Excerpt
-=-=-
Anyway, I finally swallowed my cynicism and on Thursday morning went along to "Migrating Business to the Cloud", an event by Microsoft hosted at Bafta (small venue where the UK deals out its equivalent (?) of the Oscars). The master of ceremonies was Mark Taylor of Microsoft, who gave a general introduction to what Microsoft are doing in the "cloud", and of particular note he described the four types of computing scenarios where cloud computing can optimally be applied:

  • Predictable Bursting - where computing needs come and go in predictable waves of usage/demand
  • Growing Fast - where computing needs are rising exponentially like in a successful internet start-up
  • Unpredictable Bursting - where computing demand comes in unpredictable bursts, such as that associated with say usage of a backup computer centre in disaster recovery
  • On and Off - where you might run a process once a month or at an interval you decide

The above definitions seem ok to me but there is (probably understandably) some overlap in usage cases. The "Growing Fast" case for start-ups is interesting and more of that later.
-=-=-
Objective 1
Name each of the four computing scenarios for cloud computing that the account of the Microsoft cloud event lists.
Objective 2
In the account of the Microsoft cloud event, who served as master of ceremonies?
Objective 3
Write the next part of the account of the Microsoft cloud event, starting after its final sentence.

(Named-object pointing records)
-=-=-
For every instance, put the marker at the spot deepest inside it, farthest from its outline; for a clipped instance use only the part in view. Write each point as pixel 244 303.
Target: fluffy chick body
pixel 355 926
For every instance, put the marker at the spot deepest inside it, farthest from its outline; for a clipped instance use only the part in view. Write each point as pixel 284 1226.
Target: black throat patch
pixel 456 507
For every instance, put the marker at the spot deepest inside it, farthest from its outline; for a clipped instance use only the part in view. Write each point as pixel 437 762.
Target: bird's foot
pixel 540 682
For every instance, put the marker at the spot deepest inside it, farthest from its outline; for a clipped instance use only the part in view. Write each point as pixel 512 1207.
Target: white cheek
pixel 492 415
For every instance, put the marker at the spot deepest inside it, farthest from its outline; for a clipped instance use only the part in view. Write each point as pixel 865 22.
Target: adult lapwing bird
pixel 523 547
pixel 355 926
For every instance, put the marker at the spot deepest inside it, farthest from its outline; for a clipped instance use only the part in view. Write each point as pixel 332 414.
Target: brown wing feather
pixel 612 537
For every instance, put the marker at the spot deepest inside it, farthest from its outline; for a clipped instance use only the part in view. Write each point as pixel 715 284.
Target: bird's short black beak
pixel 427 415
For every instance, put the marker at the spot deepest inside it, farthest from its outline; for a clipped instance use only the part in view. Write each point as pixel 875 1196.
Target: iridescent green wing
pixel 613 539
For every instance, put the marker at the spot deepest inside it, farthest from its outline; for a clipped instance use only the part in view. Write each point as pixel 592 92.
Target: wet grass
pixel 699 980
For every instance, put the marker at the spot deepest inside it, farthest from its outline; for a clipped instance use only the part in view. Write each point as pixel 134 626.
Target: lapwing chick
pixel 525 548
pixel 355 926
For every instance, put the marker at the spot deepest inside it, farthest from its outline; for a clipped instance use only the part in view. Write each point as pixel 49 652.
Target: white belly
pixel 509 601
-=-=-
Output 1
Predictable Bursting, Growing Fast, Unpredictable Bursting, On and Off

Output 2
Mark Taylor of Microsoft.

Output 3
Mark handed over to David Chappell who gave his perspective on cloud platforms as they are today in the market. David was a very entertaining and knowledgeable speaker, despite wearing a dodgy suit (what happened to those trousers?!) and having a peculiar wide foot stance when speaking. Anyway I digress, on to what he said. David started by saying what the "Cloud" is comprised of:

  • Cloud Applications - basically this is Software as a Service (SaaS) and some current examples of this would be Salesforce.com CRM, Microsoft Exchange Online and Google Apps.
  • Cloud Platforms - a platform for developing cloud applications, with the following characteristics that it:
    • is aimed at developers for creating and running cloud applications, not end consumers
    • provides self-service access to computing resources
    • allows very granular, on-demand allocation of computing resources
    • charges for the consumption of computing resources in a very granular manner

David then explained that due to its ambiguity he disliked the usage of the term "Private Cloud" in the ongoing debate about publicly available cloud services (such as those provided my Amazon, Microsoft and Google) vs. private clouds deployed within private institutions. David said the main difference was that private clouds do not have the economics of public clouds (i.e. pay for what you use only when you need it). That point seemed straightforward, however I would have thought that with a large global organisation with many different departmental computing demands the economics of a private cloud would be similar to a public one.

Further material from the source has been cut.